* _Requirements_
Transcribe every one of the entries below word for word, keeping each line as it stands.
+ + + + + + +
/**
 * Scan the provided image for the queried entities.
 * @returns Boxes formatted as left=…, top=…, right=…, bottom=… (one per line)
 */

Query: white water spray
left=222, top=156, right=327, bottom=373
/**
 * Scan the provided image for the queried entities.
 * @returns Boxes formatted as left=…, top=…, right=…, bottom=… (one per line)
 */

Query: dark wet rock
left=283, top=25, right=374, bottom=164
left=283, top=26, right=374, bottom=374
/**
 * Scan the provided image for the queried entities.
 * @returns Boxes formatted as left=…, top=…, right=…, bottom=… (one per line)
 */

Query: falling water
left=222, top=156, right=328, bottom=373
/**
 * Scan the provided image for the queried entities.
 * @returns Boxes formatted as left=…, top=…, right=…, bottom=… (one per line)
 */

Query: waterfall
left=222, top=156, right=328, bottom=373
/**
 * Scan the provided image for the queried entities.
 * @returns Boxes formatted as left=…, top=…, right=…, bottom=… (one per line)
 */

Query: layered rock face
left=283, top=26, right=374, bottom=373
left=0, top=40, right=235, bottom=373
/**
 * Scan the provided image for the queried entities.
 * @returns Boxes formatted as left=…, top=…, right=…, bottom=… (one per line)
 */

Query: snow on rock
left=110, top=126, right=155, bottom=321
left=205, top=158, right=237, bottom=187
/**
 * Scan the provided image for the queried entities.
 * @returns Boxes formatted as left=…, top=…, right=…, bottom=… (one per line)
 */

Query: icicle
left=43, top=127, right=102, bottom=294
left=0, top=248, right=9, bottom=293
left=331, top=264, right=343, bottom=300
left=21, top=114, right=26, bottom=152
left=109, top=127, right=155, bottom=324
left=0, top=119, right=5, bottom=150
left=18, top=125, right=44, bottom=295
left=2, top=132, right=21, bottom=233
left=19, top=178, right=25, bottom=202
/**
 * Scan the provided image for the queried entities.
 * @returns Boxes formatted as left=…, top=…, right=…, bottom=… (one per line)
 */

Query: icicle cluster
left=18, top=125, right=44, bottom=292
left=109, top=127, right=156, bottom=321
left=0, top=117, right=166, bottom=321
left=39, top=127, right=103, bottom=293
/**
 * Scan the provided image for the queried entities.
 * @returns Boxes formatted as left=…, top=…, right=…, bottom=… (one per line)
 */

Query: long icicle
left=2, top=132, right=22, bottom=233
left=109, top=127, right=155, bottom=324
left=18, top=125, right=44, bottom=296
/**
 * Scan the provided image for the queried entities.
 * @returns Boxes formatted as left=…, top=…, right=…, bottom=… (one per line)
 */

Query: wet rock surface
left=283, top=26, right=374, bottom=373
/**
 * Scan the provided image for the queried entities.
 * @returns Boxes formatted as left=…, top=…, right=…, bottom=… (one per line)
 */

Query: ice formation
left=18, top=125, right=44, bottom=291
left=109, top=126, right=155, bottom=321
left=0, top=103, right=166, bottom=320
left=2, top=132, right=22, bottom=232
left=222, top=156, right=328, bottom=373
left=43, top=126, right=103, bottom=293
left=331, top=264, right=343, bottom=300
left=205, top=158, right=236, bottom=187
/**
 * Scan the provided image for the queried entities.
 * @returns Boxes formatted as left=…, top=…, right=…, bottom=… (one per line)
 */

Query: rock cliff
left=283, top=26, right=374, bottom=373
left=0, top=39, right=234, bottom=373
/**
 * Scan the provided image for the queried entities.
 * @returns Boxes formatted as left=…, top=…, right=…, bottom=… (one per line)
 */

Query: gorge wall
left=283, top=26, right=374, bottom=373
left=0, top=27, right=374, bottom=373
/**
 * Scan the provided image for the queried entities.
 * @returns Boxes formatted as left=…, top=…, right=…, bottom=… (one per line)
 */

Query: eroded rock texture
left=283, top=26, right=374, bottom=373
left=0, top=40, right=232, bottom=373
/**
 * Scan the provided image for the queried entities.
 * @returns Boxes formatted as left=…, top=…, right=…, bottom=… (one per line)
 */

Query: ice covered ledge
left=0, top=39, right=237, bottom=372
+ + + + + + +
* _Task answer_
/**
 * Scan the provided image for the queried entities.
 * @returns Boxes formatted as left=…, top=…, right=…, bottom=… (one per line)
 */

Query: white water spray
left=222, top=156, right=327, bottom=373
/**
 * Scan the provided image for the queried entities.
 * @returns Boxes formatted as left=…, top=…, right=…, bottom=… (one per line)
 */

Query: dark wet rock
left=283, top=25, right=374, bottom=164
left=283, top=26, right=374, bottom=374
/**
 * Scan the provided image for the queried entities.
 * @returns Boxes formatted as left=…, top=…, right=…, bottom=… (one per line)
 */

Query: falling water
left=222, top=156, right=328, bottom=373
/**
 * Scan the provided image for the queried entities.
 * @returns Boxes formatted as left=…, top=…, right=…, bottom=… (one per line)
 */

Query: waterfall
left=222, top=156, right=328, bottom=373
/**
 * Scan the provided image for the queried entities.
 * @returns Boxes formatted as left=…, top=…, right=…, bottom=… (one per line)
 */

Query: layered rock face
left=283, top=26, right=374, bottom=373
left=0, top=40, right=235, bottom=373
/**
 * Scan the provided image for the queried entities.
 * @returns Boxes formatted as left=…, top=…, right=…, bottom=… (one per line)
 */

Query: snow on rock
left=110, top=126, right=155, bottom=321
left=205, top=158, right=237, bottom=187
/**
 * Scan the provided image for the queried entities.
 * @returns Boxes formatted as left=…, top=…, right=…, bottom=… (one per line)
 */

Query: icicle
left=43, top=127, right=102, bottom=294
left=0, top=248, right=9, bottom=293
left=331, top=264, right=343, bottom=300
left=21, top=114, right=26, bottom=152
left=109, top=127, right=155, bottom=324
left=0, top=119, right=5, bottom=150
left=18, top=125, right=44, bottom=295
left=2, top=132, right=21, bottom=233
left=19, top=178, right=25, bottom=202
/**
 * Scan the provided image for the queried entities.
 * @returns Boxes formatted as left=…, top=…, right=…, bottom=… (one per line)
 */

Query: icicle cluster
left=18, top=125, right=44, bottom=292
left=109, top=127, right=156, bottom=321
left=0, top=117, right=166, bottom=321
left=39, top=127, right=103, bottom=293
/**
 * Scan the provided image for the queried entities.
 * @returns Boxes formatted as left=…, top=…, right=…, bottom=… (one per line)
 */

Query: long icicle
left=2, top=132, right=22, bottom=233
left=109, top=127, right=155, bottom=324
left=18, top=125, right=44, bottom=296
/**
 * Scan the provided image for the queried entities.
 * @returns Boxes formatted as left=…, top=…, right=…, bottom=… (one per line)
 */

Query: wet rock surface
left=283, top=26, right=374, bottom=373
/**
 * Scan the provided image for the queried entities.
 * @returns Boxes formatted as left=…, top=…, right=…, bottom=… (one per line)
 */

Query: ice formation
left=18, top=125, right=44, bottom=291
left=109, top=126, right=155, bottom=321
left=0, top=103, right=166, bottom=320
left=2, top=132, right=22, bottom=232
left=222, top=156, right=328, bottom=373
left=43, top=126, right=103, bottom=293
left=331, top=264, right=343, bottom=300
left=205, top=158, right=236, bottom=187
/**
 * Scan the provided image for the queried entities.
 * @returns Boxes formatted as left=…, top=…, right=…, bottom=… (one per line)
 */

Query: rock cliff
left=283, top=26, right=374, bottom=373
left=0, top=39, right=234, bottom=373
/**
 * Scan the provided image for the queried entities.
 * @returns Boxes formatted as left=…, top=…, right=…, bottom=… (one per line)
 */

Query: gorge wall
left=283, top=26, right=374, bottom=373
left=0, top=27, right=374, bottom=373
/**
 * Scan the provided image for the queried entities.
 * @returns Boxes formatted as left=…, top=…, right=…, bottom=… (one per line)
 */

Query: eroded rock texture
left=283, top=26, right=374, bottom=373
left=0, top=40, right=232, bottom=373
/**
 * Scan the provided image for the queried entities.
 * @returns Boxes formatted as left=…, top=…, right=…, bottom=… (one per line)
 */

Query: ice covered ledge
left=0, top=39, right=237, bottom=372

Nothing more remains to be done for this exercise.